| Problem to solve |
You are to retype all of the data exactly as it appears.

═══ Data listing

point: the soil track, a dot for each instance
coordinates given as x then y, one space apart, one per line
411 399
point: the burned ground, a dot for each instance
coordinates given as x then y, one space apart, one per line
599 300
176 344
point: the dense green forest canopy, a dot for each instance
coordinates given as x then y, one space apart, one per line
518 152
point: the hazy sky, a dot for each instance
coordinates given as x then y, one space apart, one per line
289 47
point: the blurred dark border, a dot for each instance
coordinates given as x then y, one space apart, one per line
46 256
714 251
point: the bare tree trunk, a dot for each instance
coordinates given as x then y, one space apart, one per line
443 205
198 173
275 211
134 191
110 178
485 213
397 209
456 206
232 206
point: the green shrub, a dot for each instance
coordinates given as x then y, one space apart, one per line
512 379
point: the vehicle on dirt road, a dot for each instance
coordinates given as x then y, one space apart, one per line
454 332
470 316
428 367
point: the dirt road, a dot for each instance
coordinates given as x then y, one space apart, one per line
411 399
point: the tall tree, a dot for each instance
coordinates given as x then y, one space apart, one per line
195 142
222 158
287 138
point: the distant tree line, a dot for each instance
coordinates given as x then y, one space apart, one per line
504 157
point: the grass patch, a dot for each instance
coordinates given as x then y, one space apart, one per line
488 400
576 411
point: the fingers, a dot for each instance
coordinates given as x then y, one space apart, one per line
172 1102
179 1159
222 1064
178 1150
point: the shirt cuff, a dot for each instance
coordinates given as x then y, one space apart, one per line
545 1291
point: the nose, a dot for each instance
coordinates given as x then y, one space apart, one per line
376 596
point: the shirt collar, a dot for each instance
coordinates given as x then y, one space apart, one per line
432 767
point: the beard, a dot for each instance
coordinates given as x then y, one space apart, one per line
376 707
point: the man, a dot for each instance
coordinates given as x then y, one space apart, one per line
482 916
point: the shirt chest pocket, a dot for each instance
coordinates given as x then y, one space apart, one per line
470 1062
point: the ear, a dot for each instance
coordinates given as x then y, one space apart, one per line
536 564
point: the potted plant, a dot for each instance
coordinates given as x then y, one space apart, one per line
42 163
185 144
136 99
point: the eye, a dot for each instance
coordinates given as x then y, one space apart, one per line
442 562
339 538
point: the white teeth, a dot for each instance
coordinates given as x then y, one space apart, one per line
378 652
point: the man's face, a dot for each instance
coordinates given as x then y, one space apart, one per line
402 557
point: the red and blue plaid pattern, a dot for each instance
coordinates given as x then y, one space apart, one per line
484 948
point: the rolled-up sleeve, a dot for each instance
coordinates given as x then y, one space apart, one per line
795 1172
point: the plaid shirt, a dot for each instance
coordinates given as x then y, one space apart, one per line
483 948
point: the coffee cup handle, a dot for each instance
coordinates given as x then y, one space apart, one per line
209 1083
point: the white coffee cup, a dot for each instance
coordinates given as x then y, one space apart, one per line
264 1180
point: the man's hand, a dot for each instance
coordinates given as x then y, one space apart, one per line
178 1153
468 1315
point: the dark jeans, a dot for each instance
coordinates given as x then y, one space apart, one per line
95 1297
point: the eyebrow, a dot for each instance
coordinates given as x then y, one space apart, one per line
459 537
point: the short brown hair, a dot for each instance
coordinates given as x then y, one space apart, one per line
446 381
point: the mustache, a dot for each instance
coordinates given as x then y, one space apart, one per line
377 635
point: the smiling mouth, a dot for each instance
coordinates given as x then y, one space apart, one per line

══════

| Result of this exercise |
point: the soil track, a dot for each instance
coordinates given as x then y, one space apart, one per line
411 399
point: the burned ground, a dot for each instance
coordinates given as x then y, one space apart, one per line
599 300
176 344
point: the dense green forest canopy, a dot for each instance
coordinates given as x then y, one space apart, one per line
518 152
point: the hazy sky, a dot for each instance
coordinates given as x then y, one space apart, one per line
289 47
point: the blurred dark border, a dot for each instance
coordinates given as x then y, one space apart, one per line
46 256
714 251
point: the bare tree trunk, a dot for each instance
coordinates given as x then y, one space apart, one per line
443 205
198 173
275 211
134 191
110 178
485 213
397 209
456 206
232 206
point: the green shrub, a dot for each instance
coordinates given as x then y, one space apart, one per line
512 379
point: the vehicle on dirt road, a dot for each instance
coordinates given as x then y, one space apart, one per line
454 332
470 316
428 367
point: the dirt road, a dot for each instance
coordinates given as x then y, one space apart, one per line
411 399
point: the tall tree, a dot for each instance
coordinates given as x then y, one space apart, one per line
195 142
222 158
287 138
point: the distant tree line, a dot for each instance
coordinates given as x then y, one space apart, one per line
504 157
point: the grass patch, a dot for each instance
coordinates given as x then y, one space apart, one per line
488 400
576 411
point: the fingers, a dot for each instance
coordinates given as x then y, one space apart, one per line
172 1102
179 1159
222 1064
178 1150
point: the shirt cuff, a dot for each instance
coordinates given as x then y, one space apart, one per line
545 1291
point: the nose, a dot for each instance
coordinates given as x then y, one space apart, one per line
376 596
point: the shirt collar, a dot for each instance
coordinates given as x then y, one space apart, one per line
432 767
point: the beard, a dot for each instance
coordinates given as x then y, one space apart, one per line
376 707
point: the man, a dot for each instance
coordinates given as x then y, one space apart, one per line
482 916
point: the shirt chest pocket, a dot for each instance
coordinates given as x then y, one space apart, one per line
470 1062
point: the ear, a dot for each instance
coordinates given as x then y, one space apart, one per line
536 564
point: the potted plant, a dot for each instance
coordinates given as x then y, one space apart, one per line
42 163
185 144
136 99
point: the eye, a dot for each instance
coordinates given as x then y, one space apart, one per line
442 562
339 538
point: the white teeth, a dot for each instance
coordinates given as x then y, one space apart, one per line
378 652
point: the man's face, a dot for each instance
coordinates given as x then y, one space apart, one per line
402 557
point: the red and blue plaid pattern, a dot for each instance
coordinates given as x then y, one space apart, one per line
484 948
point: the rolled-up sleeve, a dot for each instance
coordinates given as x then y, one space apart, one per line
795 1172
point: the plaid shirt, a dot for each instance
coordinates given as x then y, one space apart, one per line
483 948
point: the coffee cup handle, a dot for each instance
coordinates given as x then y, one space apart, one per line
209 1083
point: the white coffee cup, a dot for each instance
coordinates given as x then y, one space apart, one per line
264 1180
point: the man's hand, a dot for each instance
coordinates given as x then y, one space apart, one per line
178 1153
468 1315
point: the dark jeans, a dot for each instance
coordinates given as x then y, one space apart, one per line
95 1297
point: the eyebrow, a dot for each instance
coordinates given as x then y, one space apart, one per line
459 537
point: the short brown hair, a dot for each instance
coordinates given as x then y, one space apart, one per line
446 381
point: the mustache, a dot for each instance
coordinates given as x then y, one space apart, one per line
377 635
point: the smiling mouth, a dot for each instance
coordinates given as x then y, one space apart, one per line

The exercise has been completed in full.